[Records contained in a dataset]
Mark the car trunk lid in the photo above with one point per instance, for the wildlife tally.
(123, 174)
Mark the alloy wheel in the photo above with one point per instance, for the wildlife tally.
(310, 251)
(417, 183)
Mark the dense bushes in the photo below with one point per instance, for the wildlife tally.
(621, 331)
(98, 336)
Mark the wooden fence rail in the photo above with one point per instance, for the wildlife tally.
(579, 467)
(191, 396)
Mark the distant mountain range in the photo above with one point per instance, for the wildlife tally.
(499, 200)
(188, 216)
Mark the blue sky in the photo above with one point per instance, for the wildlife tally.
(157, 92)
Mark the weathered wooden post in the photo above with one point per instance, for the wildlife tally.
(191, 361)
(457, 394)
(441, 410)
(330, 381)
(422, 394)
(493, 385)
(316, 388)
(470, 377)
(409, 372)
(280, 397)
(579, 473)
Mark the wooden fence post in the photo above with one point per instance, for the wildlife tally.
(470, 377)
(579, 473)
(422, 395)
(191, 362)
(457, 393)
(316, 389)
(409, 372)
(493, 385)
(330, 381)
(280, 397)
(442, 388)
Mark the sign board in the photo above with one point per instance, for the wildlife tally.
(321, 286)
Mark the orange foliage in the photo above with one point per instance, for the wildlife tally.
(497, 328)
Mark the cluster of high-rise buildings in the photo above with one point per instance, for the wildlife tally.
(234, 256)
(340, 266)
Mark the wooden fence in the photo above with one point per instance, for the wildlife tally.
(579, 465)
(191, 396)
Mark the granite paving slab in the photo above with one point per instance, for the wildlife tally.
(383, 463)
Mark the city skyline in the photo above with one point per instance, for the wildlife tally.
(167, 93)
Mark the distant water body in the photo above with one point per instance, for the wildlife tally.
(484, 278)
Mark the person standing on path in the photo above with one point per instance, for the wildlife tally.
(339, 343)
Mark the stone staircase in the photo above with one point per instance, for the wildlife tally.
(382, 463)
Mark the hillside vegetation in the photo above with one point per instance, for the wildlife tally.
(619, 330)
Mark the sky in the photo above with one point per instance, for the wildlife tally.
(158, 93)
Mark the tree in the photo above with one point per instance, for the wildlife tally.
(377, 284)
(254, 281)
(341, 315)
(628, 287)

-- Work to be completed --
Set down exactly what runs from the line with "Mark the granite" to the last line of the data above, including both of those lines and no others.

-- Exercise solution --
Mark the granite paving slab in the photo above with one point per instance, for the wildlife tally.
(383, 463)
Mark the city skyline in the photo above with one point per instance, for the wildlife tally.
(167, 93)
Mark the distant water body in the photo above with one point per instance, for the wildlife tally.
(484, 278)
Mark the person standing on path in the photo above with one point per instance, for the wildlife tally.
(339, 343)
Mark the stone staircase in the photo above with one point per instance, for the wildlife tally.
(382, 463)
Mark the hillside vegetation in the photo above with one point per instance, for the wildlife tally.
(619, 330)
Mark the sky in the photo above with one point per instance, for the wildlife tally.
(158, 93)
Mark the tree in the photo above with one point per instance, for the wildlife tally.
(377, 284)
(254, 281)
(341, 315)
(628, 287)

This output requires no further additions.